▶ _Written exercise_
Reproduce verbatim the part of the transcript that opens with the words "Yes, yes. Down" and closes with "on the ground.".

▶ _Extract_
══════════
Thurman's grandmother said, you helped me make them because when you were dumping your dog, I decided to plant some roses. And Thurman talks about from the manure. What can blossom?

[00:24:50]

There are some who are who allow the manure to fall on them and others who just turn over the soil to make something new, that that that is so African.

[00:25:02]

It comes out of the black tradition because we know manure, but we also know fertilizer that can plant new things.

[00:25:11]

No, you said somewhere also here's someone who's influenced by nature, and that's also in that story, honestly, that right and the vitality of the natural world and what it teaches us, he's talking. You said he's talking about the fact that you can encounter God in these different ways and that you must look not only into someone's eyes, but into the experience of other people to witness God working. And this fits with this kind of southern black tradition, these stories about if you want to connect with God, go sit down by the riverside.

[00:25:46]

Yes, yes. Down by the riverside.

[00:25:50]

Yeah, underneath the shade of the tree, while you're cooking your food, while you're walking the path, that that's a part of the southern tradition of being connected to creation and being stewards of creation. And Thurman was very clear with that. And black people connected with what Thurmond said and with what Jesus, who was a country preacher, everything he does is very rural and very country. So people from Southern settings understand when you start talking about seeds falling on ground, that's you don't do that in urban settings.

[00:26:31]

You know, let's talk about seeds on the ground.

[00:26:33]

Yeah, but the Southern Connection. Oh, yes. Seeds and ground and trees and rivers and. Oh, yeah. You know, like a tree planted by the rivers of water. Oh, I got that. I understand that.

[00:26:47]

You know, it's interesting because this book, Jesus and the Disinherited is you could say, you know, you could read it and say he's very critical of Christianity, the way it's practiced, the way while, well, it was practiced.

[00:27:05]

And it's time to practice in our time, you know, and to be clear in his lifetime.

[00:27:18]

There were there were lynchings that people conducted right after church services, right?
══════════
Dataset rows
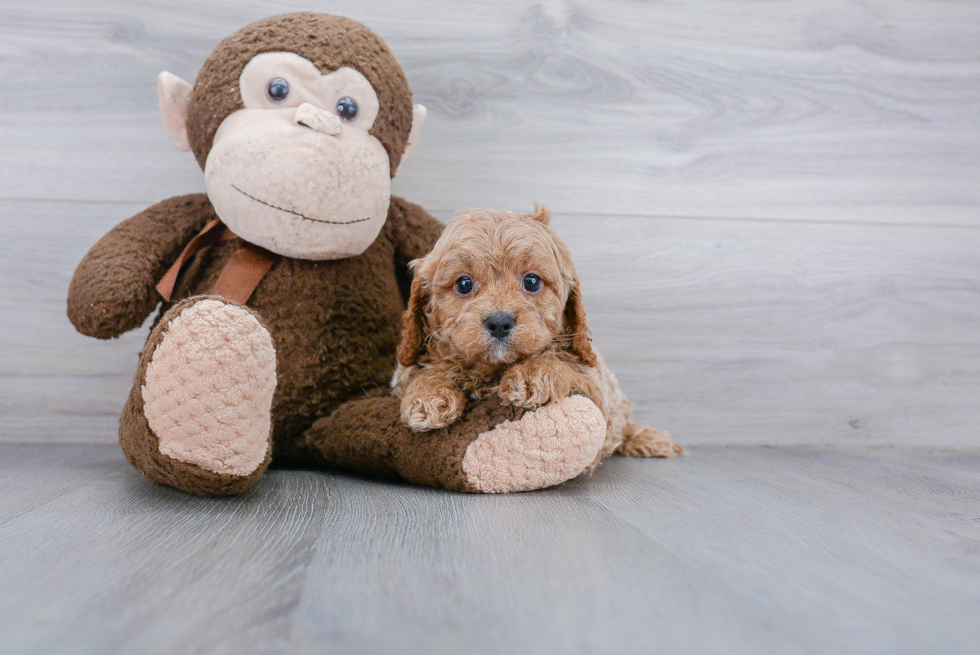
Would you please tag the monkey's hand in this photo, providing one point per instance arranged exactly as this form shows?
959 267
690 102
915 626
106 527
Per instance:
431 402
112 290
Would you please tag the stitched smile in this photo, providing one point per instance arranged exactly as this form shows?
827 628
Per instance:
289 211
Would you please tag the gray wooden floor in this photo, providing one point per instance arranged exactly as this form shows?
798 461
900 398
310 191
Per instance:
775 211
731 550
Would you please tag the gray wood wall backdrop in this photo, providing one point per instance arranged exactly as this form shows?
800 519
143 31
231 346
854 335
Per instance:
775 206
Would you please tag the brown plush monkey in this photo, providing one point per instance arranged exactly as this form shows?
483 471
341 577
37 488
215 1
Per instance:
284 285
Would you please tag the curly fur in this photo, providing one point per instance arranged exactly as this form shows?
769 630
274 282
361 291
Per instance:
447 355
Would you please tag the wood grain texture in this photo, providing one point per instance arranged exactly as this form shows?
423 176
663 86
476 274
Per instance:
837 111
722 331
729 550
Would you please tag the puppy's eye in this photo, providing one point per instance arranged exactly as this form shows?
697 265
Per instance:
532 283
464 286
347 108
278 90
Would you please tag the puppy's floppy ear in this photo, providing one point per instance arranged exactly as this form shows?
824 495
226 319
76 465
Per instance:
541 214
576 327
413 323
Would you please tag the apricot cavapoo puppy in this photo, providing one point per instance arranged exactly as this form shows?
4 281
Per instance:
496 308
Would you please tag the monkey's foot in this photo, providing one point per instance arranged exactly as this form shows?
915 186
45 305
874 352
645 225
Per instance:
644 441
543 448
208 389
198 416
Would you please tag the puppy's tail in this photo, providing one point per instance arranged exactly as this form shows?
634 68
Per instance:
643 441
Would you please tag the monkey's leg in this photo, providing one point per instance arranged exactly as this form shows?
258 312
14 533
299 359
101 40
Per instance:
493 448
198 416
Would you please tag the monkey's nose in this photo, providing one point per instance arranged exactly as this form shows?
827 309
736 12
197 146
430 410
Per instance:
317 119
499 325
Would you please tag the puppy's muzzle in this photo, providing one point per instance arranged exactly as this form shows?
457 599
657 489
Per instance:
499 325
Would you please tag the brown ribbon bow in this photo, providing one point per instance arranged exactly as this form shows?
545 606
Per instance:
238 278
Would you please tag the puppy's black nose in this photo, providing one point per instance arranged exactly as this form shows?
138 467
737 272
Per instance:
499 324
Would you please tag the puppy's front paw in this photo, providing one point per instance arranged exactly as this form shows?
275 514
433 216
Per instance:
525 386
434 409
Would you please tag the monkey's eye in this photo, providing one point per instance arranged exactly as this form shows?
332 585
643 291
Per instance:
347 108
464 286
278 90
532 283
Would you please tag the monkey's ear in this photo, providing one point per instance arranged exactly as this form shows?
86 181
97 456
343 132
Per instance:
413 325
175 97
541 214
418 119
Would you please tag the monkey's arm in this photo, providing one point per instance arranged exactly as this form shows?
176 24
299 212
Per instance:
414 232
112 290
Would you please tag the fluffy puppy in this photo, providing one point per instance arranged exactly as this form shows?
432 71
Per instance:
496 307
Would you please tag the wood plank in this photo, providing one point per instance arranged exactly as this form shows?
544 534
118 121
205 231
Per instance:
731 549
721 331
852 111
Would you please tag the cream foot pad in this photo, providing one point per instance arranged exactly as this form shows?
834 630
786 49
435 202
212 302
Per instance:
208 388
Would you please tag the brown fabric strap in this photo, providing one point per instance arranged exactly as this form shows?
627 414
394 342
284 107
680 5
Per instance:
243 272
239 277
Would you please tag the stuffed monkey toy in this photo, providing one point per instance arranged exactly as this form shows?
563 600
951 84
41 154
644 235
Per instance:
282 287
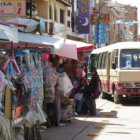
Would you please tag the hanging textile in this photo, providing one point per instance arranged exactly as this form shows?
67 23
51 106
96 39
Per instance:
8 103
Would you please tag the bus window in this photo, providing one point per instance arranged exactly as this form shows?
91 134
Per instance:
93 61
115 59
100 63
130 58
104 60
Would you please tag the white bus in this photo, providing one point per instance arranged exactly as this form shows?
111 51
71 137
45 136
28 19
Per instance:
118 66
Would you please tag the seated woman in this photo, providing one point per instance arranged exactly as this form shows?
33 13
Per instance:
79 95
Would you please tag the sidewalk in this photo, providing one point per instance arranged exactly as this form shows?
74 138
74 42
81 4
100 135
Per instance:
81 123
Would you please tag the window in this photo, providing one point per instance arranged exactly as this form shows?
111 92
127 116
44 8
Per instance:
130 58
62 14
93 61
68 23
68 13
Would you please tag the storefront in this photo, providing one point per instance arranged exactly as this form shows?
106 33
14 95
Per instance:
37 75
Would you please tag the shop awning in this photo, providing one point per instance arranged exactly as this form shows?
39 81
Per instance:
36 39
68 51
81 46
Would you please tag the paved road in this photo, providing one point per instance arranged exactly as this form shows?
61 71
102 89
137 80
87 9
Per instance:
113 122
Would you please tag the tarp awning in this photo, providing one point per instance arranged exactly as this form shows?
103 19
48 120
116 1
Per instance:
35 39
68 51
81 46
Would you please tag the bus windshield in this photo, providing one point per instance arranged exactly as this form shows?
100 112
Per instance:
130 59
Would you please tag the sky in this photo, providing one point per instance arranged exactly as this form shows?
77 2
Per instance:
133 3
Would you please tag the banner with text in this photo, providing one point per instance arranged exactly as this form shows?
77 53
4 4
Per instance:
83 16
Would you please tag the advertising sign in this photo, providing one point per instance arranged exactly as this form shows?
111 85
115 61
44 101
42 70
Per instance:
95 17
83 16
12 8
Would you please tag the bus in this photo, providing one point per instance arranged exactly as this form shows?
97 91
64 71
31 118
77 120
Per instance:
118 66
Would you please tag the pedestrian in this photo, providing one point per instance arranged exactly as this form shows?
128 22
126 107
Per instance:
93 92
79 95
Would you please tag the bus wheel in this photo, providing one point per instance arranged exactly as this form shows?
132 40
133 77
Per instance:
117 97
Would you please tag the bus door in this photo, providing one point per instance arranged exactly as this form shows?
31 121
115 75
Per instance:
108 71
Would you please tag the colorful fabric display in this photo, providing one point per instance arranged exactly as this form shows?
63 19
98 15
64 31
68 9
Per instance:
══════════
▶ _Response to this task_
Yes, yes. Down by the riverside.

[00:25:50]

Yeah, underneath the shade of the tree, while you're cooking your food, while you're walking the path, that that's a part of the southern tradition of being connected to creation and being stewards of creation. And Thurman was very clear with that. And black people connected with what Thurmond said and with what Jesus, who was a country preacher, everything he does is very rural and very country. So people from Southern settings understand when you start talking about seeds falling on ground, that's you don't do that in urban settings.

[00:26:31]

You know, let's talk about seeds on the ground.